Alıştırma
Aşağıdaki roman ve destan metnine göre şu ifadelerin her biri için evet ya da hayır deyin ve kararı belirleyen sözleri metinden aynen aktarın. 1. Roman, iç ve dış çokdilliliğin etkin olduğu koşullarda oluştu. 2. Destan, bireysel bir deneyimden kaynaklanan özgür bir yaratım ürünüdür. 3. Goethe ve Schiller, destanın konusunu aradığı ulusal destansı geçmişi "salt geçmiş" diye adlandırır.

Belge metni
★ ★ ★ ★ ★ ★ ★

Çokdilliliği sürdüren dünyamızda dil ile nesnesi (gerçek dünya) arasında yepyeni, dilin çeşitlilik göstermediği, içine kapalı çağlarda oluşmuş tüm bitmiş türler için çok önemli sonuçlara yol açan ilişkiler ortaya çıkar. öteki büyük türlerin tersine, roman özellikle iç ve dış çokdilliliğin etkin olduğu koşullarda oluştu ve gelişti. Bu öğe romanın özniteliğidir. Bu nedenle roman dilsel ve biçemsel düzlemde yazının yenilenme ve gelişme sürecine önderlik etti.

(…) Şimdi, roman türünün yapısındaki izleksel yanlara ilişkin iki özelliği ele alacağım. Romanla destansı anlatı karşılaştırıldığında bu özellikler çok iyi ortaya çıkar ve açıklanır.

Bizim sorunumuz açısından kesin nitelikli bir tür olan destan, kendi yapısına özgü üç özellik içerir: 1 Konusunu ulusal destansı geçmişinde arar, Goethe ve Schiller bunu “salt geçmiş” diye adlandırır. 2 Destan, ulusal efsanelerden kaynaklanır (yoksa destan bireysel bir deneyim ve kökenini bu deneyimden alan özgür yaratım ürünü değildir). 3 Destansı uzaklık, destan dünyasının günümüzle bağlantısını kesmiştir: ozanın yazarın ve dinleyicilerin dünyalan arasında kopukluk bulunmaktadır.

Destanın bu yapısal özelliklerini ayrıntılı biçimde ele alalım.

★ ★ ★ ★ ★ ★ ★

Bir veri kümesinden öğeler
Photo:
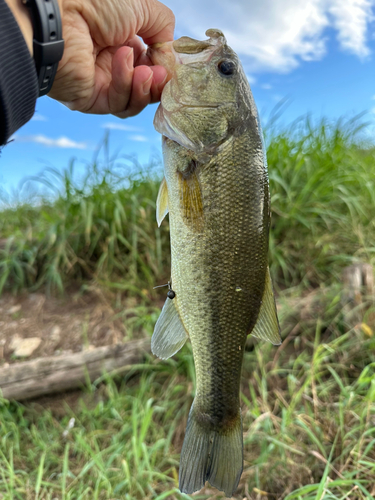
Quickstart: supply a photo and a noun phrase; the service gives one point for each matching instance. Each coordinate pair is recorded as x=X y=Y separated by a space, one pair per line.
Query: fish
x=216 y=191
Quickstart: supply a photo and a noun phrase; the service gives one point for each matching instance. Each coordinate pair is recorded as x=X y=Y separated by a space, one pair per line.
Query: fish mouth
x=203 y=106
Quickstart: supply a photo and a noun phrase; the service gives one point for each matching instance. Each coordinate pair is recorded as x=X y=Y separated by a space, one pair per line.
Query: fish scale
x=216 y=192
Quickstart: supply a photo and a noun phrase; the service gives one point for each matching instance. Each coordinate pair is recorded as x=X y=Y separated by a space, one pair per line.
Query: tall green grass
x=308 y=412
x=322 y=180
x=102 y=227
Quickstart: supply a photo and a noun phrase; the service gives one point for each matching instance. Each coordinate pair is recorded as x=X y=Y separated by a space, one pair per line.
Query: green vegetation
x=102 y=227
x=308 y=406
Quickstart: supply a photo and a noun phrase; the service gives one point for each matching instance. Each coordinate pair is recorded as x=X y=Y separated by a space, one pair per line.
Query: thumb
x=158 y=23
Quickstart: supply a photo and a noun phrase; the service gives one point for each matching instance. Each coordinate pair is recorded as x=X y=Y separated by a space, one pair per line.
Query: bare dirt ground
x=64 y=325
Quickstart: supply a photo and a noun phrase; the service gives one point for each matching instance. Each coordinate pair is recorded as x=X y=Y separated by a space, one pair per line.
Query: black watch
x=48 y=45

★ ★ ★ ★ ★ ★ ★

Alıştırma çözümü
1. Evet: "roman özellikle iç ve dış çokdilliliğin etkin olduğu koşullarda oluştu ve gelişti"
2. Hayır: "yoksa destan bireysel bir deneyim ve kökenini bu deneyimden alan özgür yaratım ürünü değildir"
3. Evet: "Konusunu ulusal destansı geçmişinde arar, Goethe ve Schiller bunu “salt geçmiş” diye adlandırır"